Could you give the lines again, starting at the one containing "Could you find the plate" and ending at the one containing "0;122;896;554", with each "plate" swapped for "dish" and everything else left unchanged?

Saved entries

►

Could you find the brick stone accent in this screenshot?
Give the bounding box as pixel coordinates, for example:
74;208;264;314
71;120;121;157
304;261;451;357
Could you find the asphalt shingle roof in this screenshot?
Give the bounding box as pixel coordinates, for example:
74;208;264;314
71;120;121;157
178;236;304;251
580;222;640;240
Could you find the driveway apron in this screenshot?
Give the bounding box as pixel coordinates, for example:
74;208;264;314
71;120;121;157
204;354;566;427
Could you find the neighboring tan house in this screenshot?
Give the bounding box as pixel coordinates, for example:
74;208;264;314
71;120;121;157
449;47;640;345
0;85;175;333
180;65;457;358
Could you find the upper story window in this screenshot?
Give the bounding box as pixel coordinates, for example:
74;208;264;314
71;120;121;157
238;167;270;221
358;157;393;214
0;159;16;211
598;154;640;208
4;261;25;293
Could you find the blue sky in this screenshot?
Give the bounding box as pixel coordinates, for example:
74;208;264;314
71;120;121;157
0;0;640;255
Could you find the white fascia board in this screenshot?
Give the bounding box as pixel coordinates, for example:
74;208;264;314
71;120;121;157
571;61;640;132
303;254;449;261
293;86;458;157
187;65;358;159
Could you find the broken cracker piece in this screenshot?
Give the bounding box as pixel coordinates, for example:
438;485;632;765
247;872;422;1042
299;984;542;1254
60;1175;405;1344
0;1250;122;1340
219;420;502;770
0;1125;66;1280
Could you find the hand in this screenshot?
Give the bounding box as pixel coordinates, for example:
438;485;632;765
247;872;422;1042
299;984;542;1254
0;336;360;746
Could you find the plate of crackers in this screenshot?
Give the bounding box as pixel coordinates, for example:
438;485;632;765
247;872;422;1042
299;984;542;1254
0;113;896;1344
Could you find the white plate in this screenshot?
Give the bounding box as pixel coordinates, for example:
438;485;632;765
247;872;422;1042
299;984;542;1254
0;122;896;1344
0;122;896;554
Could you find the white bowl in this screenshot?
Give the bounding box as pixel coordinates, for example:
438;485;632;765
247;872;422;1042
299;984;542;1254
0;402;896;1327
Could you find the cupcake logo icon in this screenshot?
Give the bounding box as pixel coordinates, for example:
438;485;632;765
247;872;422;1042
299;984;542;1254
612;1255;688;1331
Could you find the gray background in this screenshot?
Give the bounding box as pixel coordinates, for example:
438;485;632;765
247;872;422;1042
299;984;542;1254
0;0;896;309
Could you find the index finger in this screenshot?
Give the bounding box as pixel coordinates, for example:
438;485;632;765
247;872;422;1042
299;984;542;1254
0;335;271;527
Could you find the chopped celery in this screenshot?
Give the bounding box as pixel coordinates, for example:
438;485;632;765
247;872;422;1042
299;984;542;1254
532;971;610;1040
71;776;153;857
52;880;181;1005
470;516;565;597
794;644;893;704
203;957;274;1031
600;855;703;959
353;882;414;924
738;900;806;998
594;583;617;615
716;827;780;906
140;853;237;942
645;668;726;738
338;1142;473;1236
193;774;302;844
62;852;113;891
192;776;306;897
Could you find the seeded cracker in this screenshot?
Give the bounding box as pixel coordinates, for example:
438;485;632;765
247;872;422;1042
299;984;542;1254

◄

Response to the task
Could you find the dish of crackers in this screenshot?
Give the bounding box as pixel coordinates, for example:
438;485;632;765
247;872;422;1042
299;984;542;1254
0;113;896;1344
Could you find the white dish in this screenshot?
Give the bounding box as pixel coordinates, for example:
438;485;632;765
247;872;422;1042
299;984;542;1254
0;122;896;1344
0;122;896;554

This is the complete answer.